- Required work: From the records beneath, determine how many lines contain "gold" and report only that figure.

Extracted data entries:
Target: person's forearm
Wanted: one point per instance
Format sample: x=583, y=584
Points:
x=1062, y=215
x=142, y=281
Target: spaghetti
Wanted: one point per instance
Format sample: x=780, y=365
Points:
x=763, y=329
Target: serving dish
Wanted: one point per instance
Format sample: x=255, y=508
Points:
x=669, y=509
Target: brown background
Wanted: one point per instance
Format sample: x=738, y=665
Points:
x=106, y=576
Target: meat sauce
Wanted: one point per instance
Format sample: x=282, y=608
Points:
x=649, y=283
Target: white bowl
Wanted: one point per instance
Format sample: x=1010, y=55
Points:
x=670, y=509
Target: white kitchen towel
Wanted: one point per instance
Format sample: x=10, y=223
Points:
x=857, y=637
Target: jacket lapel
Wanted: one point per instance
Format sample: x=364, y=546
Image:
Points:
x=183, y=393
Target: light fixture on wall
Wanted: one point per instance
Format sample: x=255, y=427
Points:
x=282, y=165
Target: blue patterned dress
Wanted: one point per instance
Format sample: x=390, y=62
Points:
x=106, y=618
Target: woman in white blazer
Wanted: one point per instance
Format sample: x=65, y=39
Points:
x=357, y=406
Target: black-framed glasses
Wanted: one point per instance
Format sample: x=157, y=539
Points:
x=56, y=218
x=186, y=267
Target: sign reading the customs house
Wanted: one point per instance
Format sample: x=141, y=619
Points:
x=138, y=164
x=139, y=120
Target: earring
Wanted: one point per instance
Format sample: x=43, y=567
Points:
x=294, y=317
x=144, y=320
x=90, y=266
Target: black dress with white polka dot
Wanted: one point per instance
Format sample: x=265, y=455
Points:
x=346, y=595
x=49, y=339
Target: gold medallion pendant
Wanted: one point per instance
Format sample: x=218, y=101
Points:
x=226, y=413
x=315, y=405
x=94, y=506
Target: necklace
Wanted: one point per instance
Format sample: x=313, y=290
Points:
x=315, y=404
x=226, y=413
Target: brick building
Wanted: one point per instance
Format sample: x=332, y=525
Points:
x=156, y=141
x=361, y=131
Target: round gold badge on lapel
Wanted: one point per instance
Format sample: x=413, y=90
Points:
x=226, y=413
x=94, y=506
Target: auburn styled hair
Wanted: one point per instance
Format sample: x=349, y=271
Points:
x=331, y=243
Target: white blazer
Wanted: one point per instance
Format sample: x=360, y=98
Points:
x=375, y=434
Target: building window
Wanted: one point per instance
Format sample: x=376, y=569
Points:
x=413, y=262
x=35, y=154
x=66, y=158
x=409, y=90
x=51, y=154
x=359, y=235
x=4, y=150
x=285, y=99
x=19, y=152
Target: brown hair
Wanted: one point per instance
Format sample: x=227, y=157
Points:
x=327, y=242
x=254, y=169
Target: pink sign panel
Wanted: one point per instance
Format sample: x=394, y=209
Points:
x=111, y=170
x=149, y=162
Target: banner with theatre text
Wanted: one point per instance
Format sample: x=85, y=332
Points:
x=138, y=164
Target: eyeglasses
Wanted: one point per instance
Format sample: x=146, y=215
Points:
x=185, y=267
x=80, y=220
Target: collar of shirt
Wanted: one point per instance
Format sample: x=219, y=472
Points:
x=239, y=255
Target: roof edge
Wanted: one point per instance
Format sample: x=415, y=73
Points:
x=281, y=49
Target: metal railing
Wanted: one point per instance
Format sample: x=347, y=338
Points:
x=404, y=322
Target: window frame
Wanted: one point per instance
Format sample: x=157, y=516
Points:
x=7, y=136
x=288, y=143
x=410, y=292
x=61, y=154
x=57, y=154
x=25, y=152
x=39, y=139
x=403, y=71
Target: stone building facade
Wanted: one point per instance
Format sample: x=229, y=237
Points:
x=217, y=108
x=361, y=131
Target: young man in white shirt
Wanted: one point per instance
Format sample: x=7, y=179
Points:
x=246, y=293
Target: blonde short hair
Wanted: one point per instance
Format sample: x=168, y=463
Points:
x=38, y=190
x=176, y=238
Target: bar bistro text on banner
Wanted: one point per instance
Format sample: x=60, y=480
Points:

- Reply: 2